What is needed:
Copy out the rows below, requests included, from the start of the rows through the line containing "M 27 71 L 25". Multiply every polygon coordinate in the answers by 1.4 and round to whole numbers, halves up, but leave the numbers in the requests and their format samples unchanged.

---*---

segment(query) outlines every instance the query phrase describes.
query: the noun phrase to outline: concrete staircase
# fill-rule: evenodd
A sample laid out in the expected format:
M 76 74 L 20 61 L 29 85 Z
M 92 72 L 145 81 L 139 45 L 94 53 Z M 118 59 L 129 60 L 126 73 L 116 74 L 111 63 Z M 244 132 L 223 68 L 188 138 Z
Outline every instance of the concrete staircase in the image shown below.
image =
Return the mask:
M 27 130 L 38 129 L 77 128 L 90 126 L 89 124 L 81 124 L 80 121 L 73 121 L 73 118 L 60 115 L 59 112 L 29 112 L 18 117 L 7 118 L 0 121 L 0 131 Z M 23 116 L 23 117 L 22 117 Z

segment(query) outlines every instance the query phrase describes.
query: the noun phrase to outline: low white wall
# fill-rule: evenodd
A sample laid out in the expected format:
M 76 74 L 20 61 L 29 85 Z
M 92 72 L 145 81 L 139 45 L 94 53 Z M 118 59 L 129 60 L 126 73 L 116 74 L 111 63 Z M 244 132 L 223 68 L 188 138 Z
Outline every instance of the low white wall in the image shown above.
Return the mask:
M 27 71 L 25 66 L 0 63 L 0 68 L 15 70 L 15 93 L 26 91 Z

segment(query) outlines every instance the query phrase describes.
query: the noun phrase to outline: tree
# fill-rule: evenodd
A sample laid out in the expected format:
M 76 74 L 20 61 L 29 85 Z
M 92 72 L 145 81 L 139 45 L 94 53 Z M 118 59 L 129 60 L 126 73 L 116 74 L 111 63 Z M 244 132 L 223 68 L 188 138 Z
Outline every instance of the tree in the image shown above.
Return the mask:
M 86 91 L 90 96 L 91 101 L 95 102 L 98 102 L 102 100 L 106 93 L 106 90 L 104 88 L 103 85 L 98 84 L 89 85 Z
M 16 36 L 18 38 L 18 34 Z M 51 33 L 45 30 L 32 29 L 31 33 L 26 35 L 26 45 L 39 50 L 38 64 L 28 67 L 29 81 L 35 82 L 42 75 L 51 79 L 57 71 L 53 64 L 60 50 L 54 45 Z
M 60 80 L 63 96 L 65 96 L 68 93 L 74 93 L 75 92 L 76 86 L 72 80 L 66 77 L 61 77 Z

---*---

Answer below:
segment(query) outlines every instance the query phrase describes.
query: the noun phrase to outline: concrete staircase
# fill-rule: evenodd
A sample laid out in the expected format:
M 76 74 L 20 61 L 29 85 Z
M 92 72 L 145 81 L 139 45 L 94 53 Z M 118 59 L 129 60 L 126 73 L 116 74 L 111 63 Z M 244 132 L 223 68 L 188 138 Z
Outline every instance of the concrete staircase in the image shown below.
image =
Return the mask:
M 38 182 L 53 181 L 108 179 L 126 176 L 125 174 L 113 174 L 112 169 L 102 169 L 102 165 L 84 161 L 83 157 L 41 157 L 25 164 L 10 165 L 0 169 L 0 183 Z M 32 162 L 32 164 L 31 164 Z

segment(query) outlines every instance the query phrase describes.
query: the noun phrase to outline: low white wall
# fill-rule: evenodd
A sample laid out in the expected format:
M 76 74 L 20 61 L 29 85 Z
M 92 72 L 145 81 L 139 45 L 94 53 Z M 118 59 L 129 60 L 126 73 L 116 74 L 111 63 Z M 244 132 L 223 68 L 188 138 Z
Outline every instance of the low white wall in the image shown above.
Return the mask:
M 38 99 L 35 92 L 0 88 L 0 95 L 21 98 L 21 130 L 36 127 Z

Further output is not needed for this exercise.